Извлечённый текст
- - - - -
Главным наследником, мозгом и реальным правителем стал старший, Гиппий. Он был человеком серьёзным, опытным, прошедшим с отцом огонь, воду и три захвата власти. По-видимому, он унаследовал отцовские политические таланты, его ум, его хватку и его умение держать нос по ветру. Именно он занимался скучной рутиной управления государством: следил за финансами, курировал внешнюю политику, расставлял нужных людей на нужные посты. Он был, так сказать, генеральным директором семейной корпорации.
Его младший брат, Гиппарх, был совсем из другого теста. Если Гиппий был трудоголиком, то Гиппарх был типичным представителем золотой молодежи, мажором, родившимся с серебряной ложкой во рту. Политика его интересовала постольку-поскольку, как скучное занятие для старшего брата. Его страстью были искусство, поэзия, роскошные пиры и, конечно, красивые мальчики. Он играл роль эдакого «министра культуры» и главного тусовщика при дворе своего брата. Он окружил себя самыми модными и талантливыми поэтами того времени, вроде Симонида Кеосского и Анакреонта, которые за хороший гонорар и место за столом писали ему хвалебные оды. Он украшал город статуями, покровительствовал ремеслам и вообще отвечал за гламур и красивую картинку. Третий сын, Фессал, был, по-видимому, еще моложе и вообще ни на что не влиял, так что древние авторы упоминают его лишь вскользь.
И поначалу всё шло хорошо. Братья мудро решили не ломать то, что и так прекрасно работало. Они продолжали политику отца, и «золотой век» в Афинах задержался подольше. Народ был сыт и доволен, аристократия, прижав уши, сидела тихо, экономика росла, оливковое масло текло рекой. Гиппий и Гиппарх, как пишет суровый Фукидид, «воспитывали в гражданах доблесть», не повышали налогов, строили храмы и вообще изо всех сил старались быть хорошими, просвещенными правителями. Гиппий, как и отец, негласно контролировал выборы, следя, чтобы на важные государственные посты архонтов избирались «свои люди», но в целом сохранял видимость законности и «солоновских» порядков. Гиппарх же развлекался и тратил деньги на культуру, делая Афины еще более пышным и привлекательным центром эллинского мира. Казалось, эта пасторальная идиллия будет длиться вечно. Но, как это часто бывает в истории, всё испортил секс. А точнее, неразделенная любовь, уязвленное мужское эго и последующая цепь глупых, даже идиотских решений.
- - - - -
Исходные данные
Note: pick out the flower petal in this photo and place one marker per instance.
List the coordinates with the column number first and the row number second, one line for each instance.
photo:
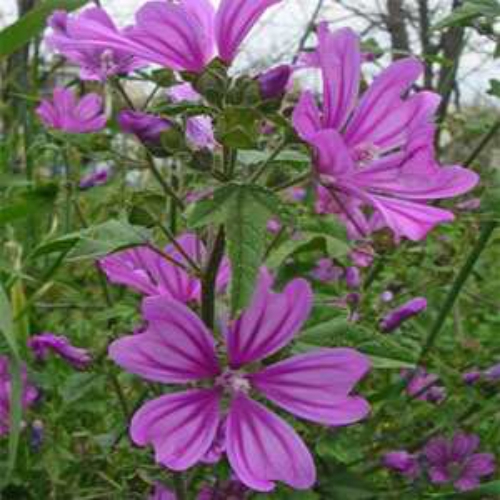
column 181, row 427
column 175, row 347
column 340, row 61
column 316, row 385
column 269, row 323
column 262, row 448
column 380, row 101
column 234, row 20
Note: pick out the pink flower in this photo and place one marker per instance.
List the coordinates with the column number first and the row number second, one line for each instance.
column 42, row 344
column 65, row 113
column 177, row 348
column 95, row 63
column 456, row 461
column 375, row 164
column 150, row 273
column 182, row 35
column 29, row 393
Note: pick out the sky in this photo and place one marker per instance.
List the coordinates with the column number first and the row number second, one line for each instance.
column 276, row 37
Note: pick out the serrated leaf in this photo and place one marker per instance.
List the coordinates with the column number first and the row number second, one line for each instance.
column 20, row 33
column 247, row 213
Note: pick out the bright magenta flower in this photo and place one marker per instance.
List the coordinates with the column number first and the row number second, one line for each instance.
column 68, row 114
column 29, row 393
column 221, row 414
column 375, row 164
column 181, row 35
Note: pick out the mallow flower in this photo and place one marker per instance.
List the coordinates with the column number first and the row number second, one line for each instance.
column 218, row 411
column 151, row 272
column 28, row 397
column 374, row 156
column 45, row 343
column 181, row 35
column 67, row 113
column 456, row 461
column 96, row 63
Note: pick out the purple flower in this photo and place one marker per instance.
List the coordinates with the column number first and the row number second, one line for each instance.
column 404, row 312
column 492, row 374
column 326, row 271
column 98, row 177
column 68, row 114
column 472, row 376
column 402, row 462
column 96, row 63
column 274, row 226
column 177, row 348
column 150, row 273
column 147, row 128
column 456, row 461
column 43, row 344
column 29, row 393
column 375, row 162
column 182, row 35
column 423, row 386
column 352, row 277
column 273, row 82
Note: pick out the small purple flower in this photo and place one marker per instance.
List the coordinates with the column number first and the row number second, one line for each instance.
column 147, row 128
column 98, row 177
column 29, row 393
column 274, row 226
column 402, row 462
column 472, row 376
column 326, row 271
column 43, row 344
column 68, row 114
column 398, row 316
column 96, row 63
column 492, row 374
column 456, row 462
column 423, row 386
column 273, row 83
column 352, row 277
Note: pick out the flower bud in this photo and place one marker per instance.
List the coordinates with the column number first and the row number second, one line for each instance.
column 395, row 318
column 273, row 83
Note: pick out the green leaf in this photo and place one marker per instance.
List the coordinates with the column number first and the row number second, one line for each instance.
column 96, row 241
column 20, row 33
column 247, row 213
column 469, row 12
column 238, row 127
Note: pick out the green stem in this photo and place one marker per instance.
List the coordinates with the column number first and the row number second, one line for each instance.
column 484, row 237
column 209, row 280
column 169, row 190
column 262, row 169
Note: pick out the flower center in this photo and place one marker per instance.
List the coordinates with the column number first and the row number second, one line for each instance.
column 233, row 381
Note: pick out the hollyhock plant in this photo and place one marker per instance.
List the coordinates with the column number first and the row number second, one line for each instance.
column 181, row 36
column 95, row 63
column 375, row 165
column 44, row 343
column 28, row 397
column 398, row 316
column 146, row 127
column 184, row 427
column 152, row 273
column 457, row 462
column 65, row 112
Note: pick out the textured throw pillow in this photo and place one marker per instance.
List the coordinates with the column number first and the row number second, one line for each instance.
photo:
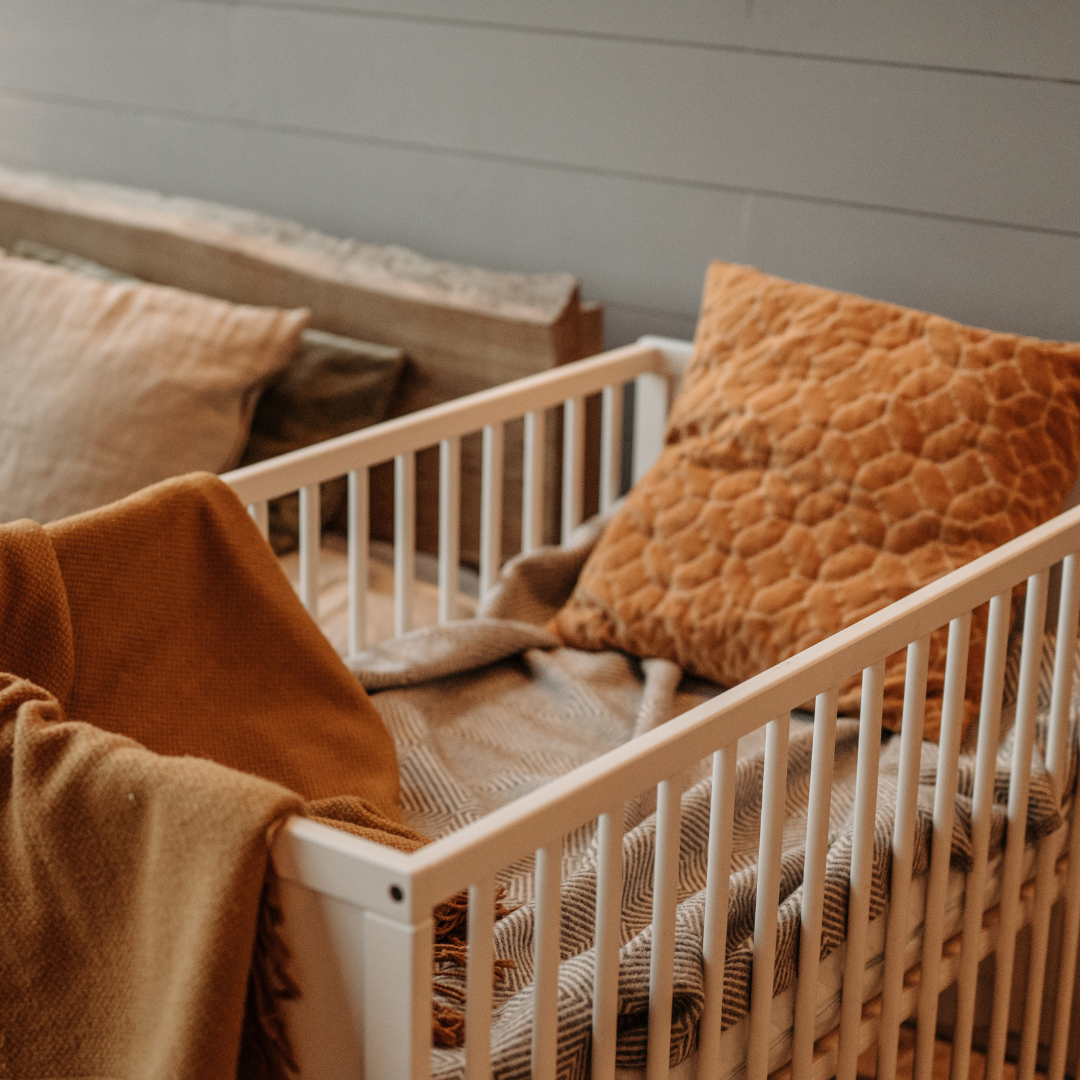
column 111, row 387
column 333, row 386
column 826, row 456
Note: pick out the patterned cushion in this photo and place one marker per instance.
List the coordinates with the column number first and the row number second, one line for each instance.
column 826, row 456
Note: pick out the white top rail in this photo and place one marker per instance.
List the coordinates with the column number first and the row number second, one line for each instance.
column 430, row 875
column 282, row 475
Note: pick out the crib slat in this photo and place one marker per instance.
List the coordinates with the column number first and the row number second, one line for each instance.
column 449, row 526
column 941, row 845
column 478, row 980
column 1068, row 613
column 989, row 726
column 1066, row 971
column 1035, row 612
column 610, row 446
column 607, row 942
column 490, row 508
column 260, row 514
column 359, row 530
column 862, row 866
column 664, row 898
column 532, row 483
column 310, row 528
column 574, row 463
column 714, row 947
column 404, row 540
column 813, row 881
column 650, row 419
column 1055, row 766
column 547, row 945
column 903, row 854
column 770, row 848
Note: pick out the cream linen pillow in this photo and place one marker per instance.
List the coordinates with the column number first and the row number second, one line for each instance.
column 111, row 387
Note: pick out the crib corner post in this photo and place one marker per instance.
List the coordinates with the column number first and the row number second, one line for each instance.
column 397, row 966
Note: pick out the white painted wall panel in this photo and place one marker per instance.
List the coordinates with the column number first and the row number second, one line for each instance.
column 1003, row 36
column 642, row 243
column 939, row 142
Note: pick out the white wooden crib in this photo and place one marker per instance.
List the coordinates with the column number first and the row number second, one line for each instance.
column 359, row 916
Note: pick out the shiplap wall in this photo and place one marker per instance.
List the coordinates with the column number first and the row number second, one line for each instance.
column 925, row 151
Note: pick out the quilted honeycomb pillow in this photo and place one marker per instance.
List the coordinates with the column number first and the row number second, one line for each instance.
column 826, row 456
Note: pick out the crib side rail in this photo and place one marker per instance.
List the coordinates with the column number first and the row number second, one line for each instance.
column 399, row 891
column 649, row 365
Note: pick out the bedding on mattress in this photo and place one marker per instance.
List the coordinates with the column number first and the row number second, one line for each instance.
column 486, row 710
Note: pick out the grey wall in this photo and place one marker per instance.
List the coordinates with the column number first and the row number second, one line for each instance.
column 925, row 152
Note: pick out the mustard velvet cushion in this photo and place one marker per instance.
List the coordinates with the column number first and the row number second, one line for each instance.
column 826, row 456
column 111, row 387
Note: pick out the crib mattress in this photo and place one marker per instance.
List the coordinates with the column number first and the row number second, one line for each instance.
column 451, row 775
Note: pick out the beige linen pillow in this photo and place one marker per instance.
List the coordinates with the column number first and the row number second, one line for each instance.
column 826, row 456
column 111, row 387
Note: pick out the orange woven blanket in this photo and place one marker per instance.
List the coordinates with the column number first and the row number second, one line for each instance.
column 149, row 645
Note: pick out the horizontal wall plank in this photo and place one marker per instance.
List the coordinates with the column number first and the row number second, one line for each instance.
column 637, row 244
column 943, row 143
column 1028, row 39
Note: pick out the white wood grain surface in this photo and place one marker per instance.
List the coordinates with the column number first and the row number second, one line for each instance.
column 920, row 153
column 1003, row 36
column 960, row 144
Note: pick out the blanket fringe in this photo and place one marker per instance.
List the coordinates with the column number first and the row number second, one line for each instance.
column 266, row 1052
column 451, row 948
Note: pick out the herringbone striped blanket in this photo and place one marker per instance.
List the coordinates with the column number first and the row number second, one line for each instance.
column 484, row 711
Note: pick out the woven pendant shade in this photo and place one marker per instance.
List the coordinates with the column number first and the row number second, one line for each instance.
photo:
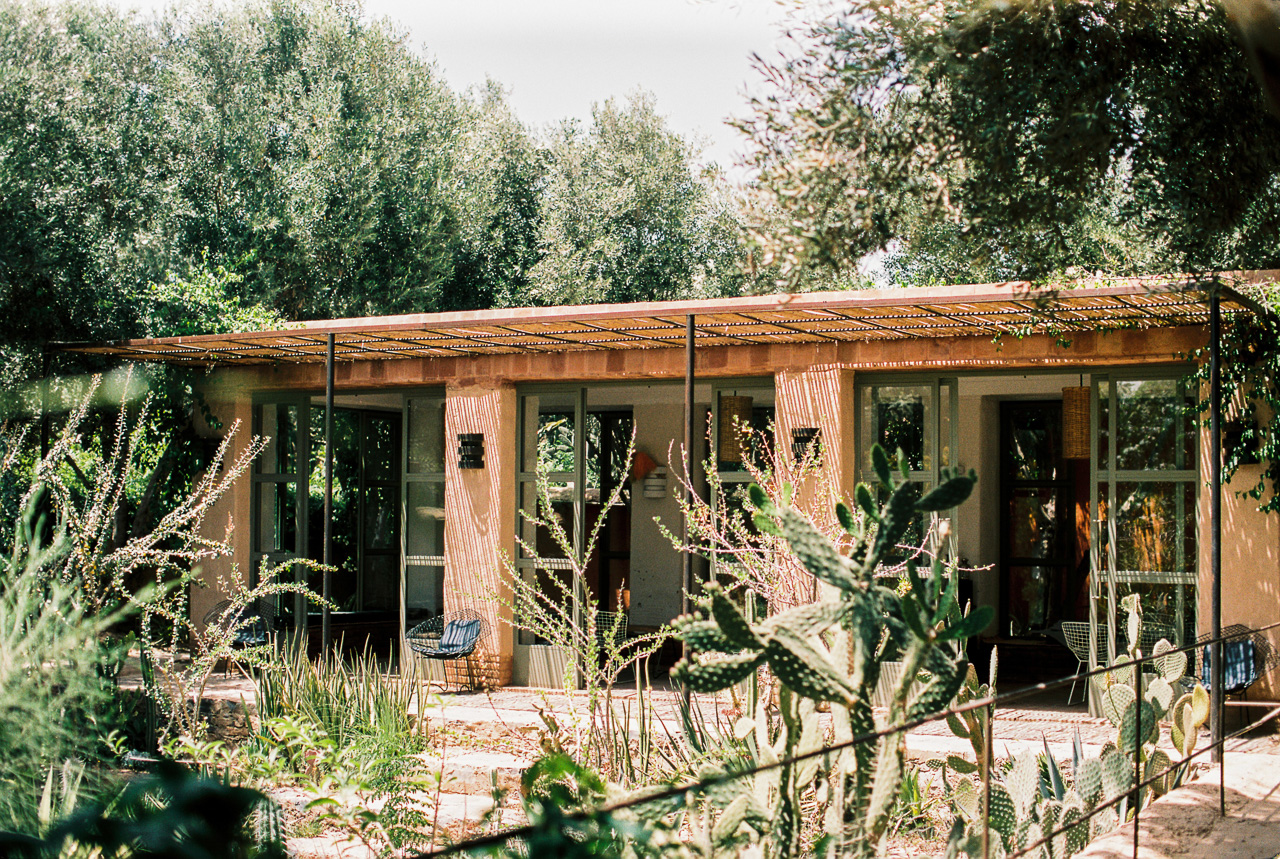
column 1075, row 423
column 735, row 414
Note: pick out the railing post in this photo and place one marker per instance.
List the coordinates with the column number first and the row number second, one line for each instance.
column 986, row 782
column 1137, row 757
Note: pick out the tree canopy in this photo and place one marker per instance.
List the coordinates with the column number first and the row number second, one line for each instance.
column 296, row 160
column 982, row 141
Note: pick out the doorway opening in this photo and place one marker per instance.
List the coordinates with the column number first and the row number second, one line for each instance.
column 1043, row 571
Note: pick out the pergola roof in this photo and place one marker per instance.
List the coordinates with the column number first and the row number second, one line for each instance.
column 988, row 310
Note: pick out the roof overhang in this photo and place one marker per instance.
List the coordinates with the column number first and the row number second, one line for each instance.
column 988, row 310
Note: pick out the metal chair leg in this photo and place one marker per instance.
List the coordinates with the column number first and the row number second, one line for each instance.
column 1079, row 666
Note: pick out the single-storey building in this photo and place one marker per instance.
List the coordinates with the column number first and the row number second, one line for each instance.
column 1073, row 405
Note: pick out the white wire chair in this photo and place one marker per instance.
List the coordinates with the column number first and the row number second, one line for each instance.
column 1077, row 634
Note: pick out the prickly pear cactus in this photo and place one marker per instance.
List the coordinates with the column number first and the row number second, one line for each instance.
column 1036, row 799
column 830, row 652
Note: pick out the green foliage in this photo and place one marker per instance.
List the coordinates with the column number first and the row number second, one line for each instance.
column 554, row 603
column 1130, row 140
column 1251, row 401
column 627, row 216
column 831, row 652
column 55, row 684
column 173, row 814
column 350, row 699
column 231, row 167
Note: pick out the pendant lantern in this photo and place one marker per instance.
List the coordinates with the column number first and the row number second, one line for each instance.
column 735, row 415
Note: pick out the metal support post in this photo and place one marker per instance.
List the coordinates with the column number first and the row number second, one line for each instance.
column 1215, row 506
column 325, row 634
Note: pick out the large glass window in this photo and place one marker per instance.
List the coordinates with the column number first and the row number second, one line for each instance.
column 914, row 421
column 425, row 448
column 1144, row 522
column 279, row 498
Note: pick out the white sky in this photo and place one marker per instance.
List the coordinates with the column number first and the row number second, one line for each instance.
column 560, row 56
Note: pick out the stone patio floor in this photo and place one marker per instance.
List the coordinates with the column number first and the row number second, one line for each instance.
column 1185, row 823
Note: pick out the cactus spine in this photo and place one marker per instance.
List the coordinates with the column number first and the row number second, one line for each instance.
column 831, row 652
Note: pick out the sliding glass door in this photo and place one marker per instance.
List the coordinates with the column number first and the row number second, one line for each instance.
column 1144, row 485
column 279, row 499
column 915, row 421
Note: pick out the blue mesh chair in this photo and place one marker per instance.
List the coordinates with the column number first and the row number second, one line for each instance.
column 449, row 638
column 1247, row 656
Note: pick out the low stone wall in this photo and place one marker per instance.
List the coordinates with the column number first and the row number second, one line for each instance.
column 227, row 720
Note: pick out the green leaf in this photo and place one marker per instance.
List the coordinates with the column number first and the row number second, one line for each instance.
column 702, row 635
column 808, row 620
column 880, row 461
column 805, row 671
column 732, row 625
column 759, row 498
column 845, row 517
column 969, row 625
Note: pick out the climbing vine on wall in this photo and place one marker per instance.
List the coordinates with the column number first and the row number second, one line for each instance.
column 1251, row 401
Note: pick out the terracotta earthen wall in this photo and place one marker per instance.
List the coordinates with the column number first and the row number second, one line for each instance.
column 480, row 517
column 823, row 397
column 1251, row 563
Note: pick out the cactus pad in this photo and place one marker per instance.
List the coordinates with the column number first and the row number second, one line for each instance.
column 801, row 668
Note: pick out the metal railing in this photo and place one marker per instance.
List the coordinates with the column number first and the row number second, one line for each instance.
column 986, row 767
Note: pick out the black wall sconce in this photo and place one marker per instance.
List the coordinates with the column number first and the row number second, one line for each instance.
column 805, row 439
column 1246, row 451
column 470, row 449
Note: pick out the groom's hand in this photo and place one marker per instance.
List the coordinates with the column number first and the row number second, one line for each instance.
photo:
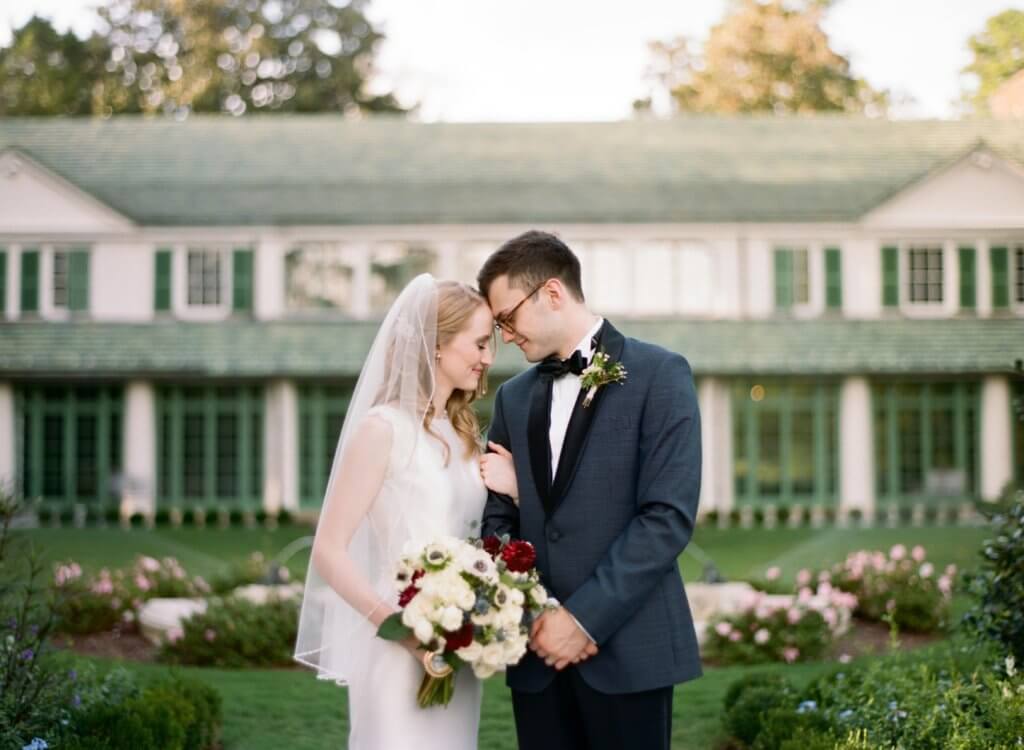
column 559, row 641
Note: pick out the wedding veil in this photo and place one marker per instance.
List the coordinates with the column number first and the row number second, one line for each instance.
column 398, row 374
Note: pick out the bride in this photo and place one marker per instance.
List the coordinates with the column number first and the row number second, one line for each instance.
column 406, row 469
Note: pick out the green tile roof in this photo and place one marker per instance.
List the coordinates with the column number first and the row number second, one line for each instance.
column 325, row 170
column 314, row 349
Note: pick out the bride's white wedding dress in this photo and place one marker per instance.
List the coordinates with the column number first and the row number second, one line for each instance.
column 420, row 500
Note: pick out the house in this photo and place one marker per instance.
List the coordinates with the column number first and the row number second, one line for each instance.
column 185, row 305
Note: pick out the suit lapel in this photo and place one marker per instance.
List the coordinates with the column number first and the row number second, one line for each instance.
column 537, row 438
column 576, row 434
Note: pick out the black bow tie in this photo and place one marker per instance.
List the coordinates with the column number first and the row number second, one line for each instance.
column 555, row 368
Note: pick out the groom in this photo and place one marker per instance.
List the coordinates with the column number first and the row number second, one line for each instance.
column 607, row 496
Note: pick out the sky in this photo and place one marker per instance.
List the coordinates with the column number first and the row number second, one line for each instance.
column 505, row 60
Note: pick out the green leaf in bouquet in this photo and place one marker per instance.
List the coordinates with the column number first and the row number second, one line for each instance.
column 393, row 628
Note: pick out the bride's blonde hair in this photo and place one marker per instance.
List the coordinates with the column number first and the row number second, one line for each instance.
column 456, row 304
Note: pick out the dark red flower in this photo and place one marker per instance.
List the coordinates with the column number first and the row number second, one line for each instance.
column 492, row 545
column 459, row 638
column 407, row 595
column 411, row 590
column 519, row 556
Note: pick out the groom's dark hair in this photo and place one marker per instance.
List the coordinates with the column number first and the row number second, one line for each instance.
column 530, row 259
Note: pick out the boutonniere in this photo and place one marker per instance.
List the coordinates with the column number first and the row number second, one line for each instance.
column 600, row 371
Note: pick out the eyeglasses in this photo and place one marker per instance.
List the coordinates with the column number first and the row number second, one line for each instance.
column 505, row 321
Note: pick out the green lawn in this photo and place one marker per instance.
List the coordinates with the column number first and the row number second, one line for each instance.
column 267, row 709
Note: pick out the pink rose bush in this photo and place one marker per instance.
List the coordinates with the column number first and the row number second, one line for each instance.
column 902, row 584
column 108, row 599
column 781, row 628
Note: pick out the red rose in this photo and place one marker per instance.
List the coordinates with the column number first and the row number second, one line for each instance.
column 407, row 595
column 519, row 556
column 460, row 638
column 411, row 590
column 492, row 545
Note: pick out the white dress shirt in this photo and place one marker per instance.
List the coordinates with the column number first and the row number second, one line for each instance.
column 564, row 392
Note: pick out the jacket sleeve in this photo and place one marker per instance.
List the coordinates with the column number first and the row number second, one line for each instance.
column 668, row 490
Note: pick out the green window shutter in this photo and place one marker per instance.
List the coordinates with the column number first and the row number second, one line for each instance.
column 834, row 279
column 242, row 265
column 999, row 257
column 783, row 279
column 968, row 281
column 30, row 281
column 890, row 277
column 78, row 281
column 162, row 283
column 3, row 283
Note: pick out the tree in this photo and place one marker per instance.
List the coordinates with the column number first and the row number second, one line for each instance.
column 175, row 56
column 43, row 72
column 998, row 54
column 764, row 56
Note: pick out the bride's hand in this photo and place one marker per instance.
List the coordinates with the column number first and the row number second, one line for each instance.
column 415, row 650
column 498, row 471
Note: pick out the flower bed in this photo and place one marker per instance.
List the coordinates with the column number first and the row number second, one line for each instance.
column 780, row 628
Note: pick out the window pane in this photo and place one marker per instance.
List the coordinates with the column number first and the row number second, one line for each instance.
column 392, row 266
column 53, row 440
column 1019, row 274
column 60, row 280
column 926, row 275
column 86, row 456
column 801, row 277
column 204, row 278
column 318, row 277
column 908, row 424
column 227, row 462
column 769, row 470
column 741, row 463
column 802, row 453
column 194, row 455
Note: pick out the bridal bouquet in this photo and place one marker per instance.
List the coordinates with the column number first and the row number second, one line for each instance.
column 466, row 601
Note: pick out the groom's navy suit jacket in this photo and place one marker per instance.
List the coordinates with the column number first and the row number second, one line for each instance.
column 609, row 527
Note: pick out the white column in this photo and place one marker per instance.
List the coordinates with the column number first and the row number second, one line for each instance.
column 996, row 426
column 268, row 282
column 360, row 281
column 7, row 438
column 856, row 454
column 716, row 444
column 448, row 260
column 281, row 447
column 13, row 284
column 139, row 450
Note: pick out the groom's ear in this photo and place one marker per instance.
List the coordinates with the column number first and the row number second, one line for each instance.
column 555, row 292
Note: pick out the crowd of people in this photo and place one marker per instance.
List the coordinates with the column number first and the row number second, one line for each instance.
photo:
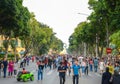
column 108, row 67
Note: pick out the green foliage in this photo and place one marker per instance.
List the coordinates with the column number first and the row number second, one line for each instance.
column 115, row 39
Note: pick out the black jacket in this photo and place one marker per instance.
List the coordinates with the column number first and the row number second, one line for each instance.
column 106, row 78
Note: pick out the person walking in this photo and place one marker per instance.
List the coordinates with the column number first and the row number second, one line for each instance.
column 76, row 71
column 15, row 68
column 62, row 72
column 5, row 64
column 40, row 70
column 96, row 64
column 10, row 68
column 116, row 78
column 86, row 68
column 106, row 77
column 91, row 65
column 83, row 64
column 0, row 67
column 101, row 66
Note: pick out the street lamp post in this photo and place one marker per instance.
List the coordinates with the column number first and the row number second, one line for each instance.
column 96, row 50
column 84, row 44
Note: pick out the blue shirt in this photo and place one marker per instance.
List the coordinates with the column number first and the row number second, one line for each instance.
column 76, row 69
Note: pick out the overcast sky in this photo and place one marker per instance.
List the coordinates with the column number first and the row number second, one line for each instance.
column 61, row 15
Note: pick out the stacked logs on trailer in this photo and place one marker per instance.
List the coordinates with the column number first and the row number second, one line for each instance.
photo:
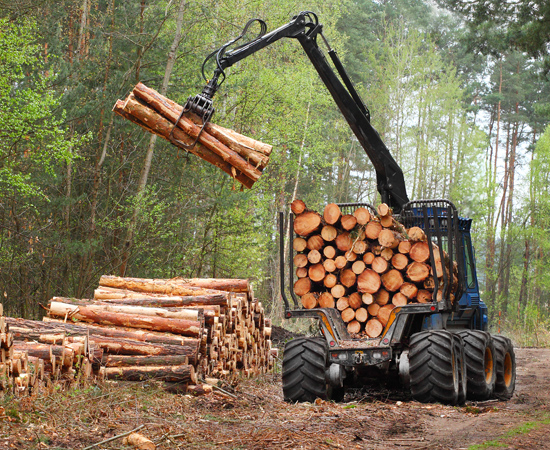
- - - - -
Выполните задания
#1 Каких поэтов текст о Гиппии и Гиппархе называет в окружении Гиппарха?
#2 Скопируйте из текста о Гиппии и Гиппархе фрагмент без изменений: начните с того места, где стоит «Главным наследником, мозгом», и остановитесь после «директором семейной корпорации.».
Записи — это отдельный материал, с текстом не связанный.

Ответы к заданиям
#1 Симонида Кеосского и Анакреонта.

#2
Главным наследником, мозгом и реальным правителем стал старший, Гиппий. Он был человеком серьёзным, опытным, прошедшим с отцом огонь, воду и три захвата власти. По-видимому, он унаследовал отцовские политические таланты, его ум, его хватку и его умение держать нос по ветру. Именно он занимался скучной рутиной управления государством: следил за финансами, курировал внешнюю политику, расставлял нужных людей на нужные посты. Он был, так сказать, генеральным директором семейной корпорации.